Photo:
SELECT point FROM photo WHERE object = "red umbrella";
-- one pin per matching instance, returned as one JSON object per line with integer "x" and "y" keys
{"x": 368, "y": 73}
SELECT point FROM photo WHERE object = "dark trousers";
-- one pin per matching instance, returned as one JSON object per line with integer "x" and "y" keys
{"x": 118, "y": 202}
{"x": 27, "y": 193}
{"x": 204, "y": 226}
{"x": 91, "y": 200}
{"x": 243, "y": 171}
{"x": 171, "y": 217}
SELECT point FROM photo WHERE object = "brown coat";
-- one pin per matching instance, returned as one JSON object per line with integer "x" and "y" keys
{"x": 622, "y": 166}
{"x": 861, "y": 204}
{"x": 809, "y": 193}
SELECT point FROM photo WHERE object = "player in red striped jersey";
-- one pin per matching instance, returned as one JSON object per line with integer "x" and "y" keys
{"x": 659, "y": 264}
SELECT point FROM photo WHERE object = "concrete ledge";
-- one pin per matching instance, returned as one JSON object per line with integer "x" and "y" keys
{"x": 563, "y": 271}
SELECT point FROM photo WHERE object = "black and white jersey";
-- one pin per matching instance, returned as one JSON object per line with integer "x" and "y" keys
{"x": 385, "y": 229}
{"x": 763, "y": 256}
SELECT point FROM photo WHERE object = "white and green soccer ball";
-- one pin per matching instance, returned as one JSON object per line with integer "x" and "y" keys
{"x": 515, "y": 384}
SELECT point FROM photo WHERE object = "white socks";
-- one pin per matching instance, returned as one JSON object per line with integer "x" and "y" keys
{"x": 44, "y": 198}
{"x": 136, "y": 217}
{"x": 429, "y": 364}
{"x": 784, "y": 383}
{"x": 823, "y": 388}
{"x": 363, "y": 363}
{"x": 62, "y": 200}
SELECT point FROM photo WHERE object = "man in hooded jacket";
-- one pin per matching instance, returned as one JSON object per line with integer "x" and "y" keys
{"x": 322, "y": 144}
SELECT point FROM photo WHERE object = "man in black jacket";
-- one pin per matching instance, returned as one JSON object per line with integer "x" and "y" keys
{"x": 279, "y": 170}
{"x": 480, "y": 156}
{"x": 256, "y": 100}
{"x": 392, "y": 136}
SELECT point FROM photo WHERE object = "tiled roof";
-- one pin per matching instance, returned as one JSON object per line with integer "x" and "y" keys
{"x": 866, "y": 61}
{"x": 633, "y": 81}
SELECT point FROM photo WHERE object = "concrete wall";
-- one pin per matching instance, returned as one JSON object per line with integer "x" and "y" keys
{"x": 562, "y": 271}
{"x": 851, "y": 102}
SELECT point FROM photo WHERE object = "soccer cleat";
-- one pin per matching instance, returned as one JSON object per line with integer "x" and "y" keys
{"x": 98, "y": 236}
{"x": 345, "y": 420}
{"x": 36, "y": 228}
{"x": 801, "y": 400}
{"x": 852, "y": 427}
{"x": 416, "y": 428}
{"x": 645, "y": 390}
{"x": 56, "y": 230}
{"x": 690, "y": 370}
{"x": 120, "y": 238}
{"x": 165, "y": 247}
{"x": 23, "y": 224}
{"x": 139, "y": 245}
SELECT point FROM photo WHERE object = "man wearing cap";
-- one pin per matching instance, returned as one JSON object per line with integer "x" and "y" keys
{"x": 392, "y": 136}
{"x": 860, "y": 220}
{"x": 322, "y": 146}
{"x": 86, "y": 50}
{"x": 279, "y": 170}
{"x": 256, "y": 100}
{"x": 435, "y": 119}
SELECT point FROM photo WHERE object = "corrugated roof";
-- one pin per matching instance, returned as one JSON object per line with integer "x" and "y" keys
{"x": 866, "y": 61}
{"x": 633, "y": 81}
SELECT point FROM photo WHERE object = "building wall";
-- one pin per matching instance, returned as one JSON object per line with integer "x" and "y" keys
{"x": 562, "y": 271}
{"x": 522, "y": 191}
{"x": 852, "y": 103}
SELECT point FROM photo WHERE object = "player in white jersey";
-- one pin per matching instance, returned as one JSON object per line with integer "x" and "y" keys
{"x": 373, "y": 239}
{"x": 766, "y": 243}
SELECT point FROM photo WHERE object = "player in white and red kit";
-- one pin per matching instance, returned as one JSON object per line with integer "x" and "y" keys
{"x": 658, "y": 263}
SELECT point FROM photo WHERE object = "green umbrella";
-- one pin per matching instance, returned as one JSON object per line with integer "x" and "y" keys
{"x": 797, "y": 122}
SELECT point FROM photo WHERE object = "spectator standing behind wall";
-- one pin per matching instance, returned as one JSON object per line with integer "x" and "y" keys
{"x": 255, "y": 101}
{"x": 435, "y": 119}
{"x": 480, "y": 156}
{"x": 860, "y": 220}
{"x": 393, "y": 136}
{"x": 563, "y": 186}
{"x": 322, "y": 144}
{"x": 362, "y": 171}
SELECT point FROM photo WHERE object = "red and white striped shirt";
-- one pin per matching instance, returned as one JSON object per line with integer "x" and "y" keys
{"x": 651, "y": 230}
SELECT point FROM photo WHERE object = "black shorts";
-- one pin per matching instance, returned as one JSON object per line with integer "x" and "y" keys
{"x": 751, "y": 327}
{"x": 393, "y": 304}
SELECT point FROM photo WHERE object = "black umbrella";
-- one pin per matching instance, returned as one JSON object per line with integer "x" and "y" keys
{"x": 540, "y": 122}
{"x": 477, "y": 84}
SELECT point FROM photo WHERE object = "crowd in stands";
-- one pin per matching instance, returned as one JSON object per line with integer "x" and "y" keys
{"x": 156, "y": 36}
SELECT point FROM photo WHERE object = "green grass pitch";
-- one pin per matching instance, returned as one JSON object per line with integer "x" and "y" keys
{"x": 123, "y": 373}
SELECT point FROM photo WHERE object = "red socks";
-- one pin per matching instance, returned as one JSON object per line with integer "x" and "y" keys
◇ ◇ ◇ ◇
• _Action item_: In the listing above, how many lines hold the string "wall"? Only the number is to be reported.

• _Answer area_: 3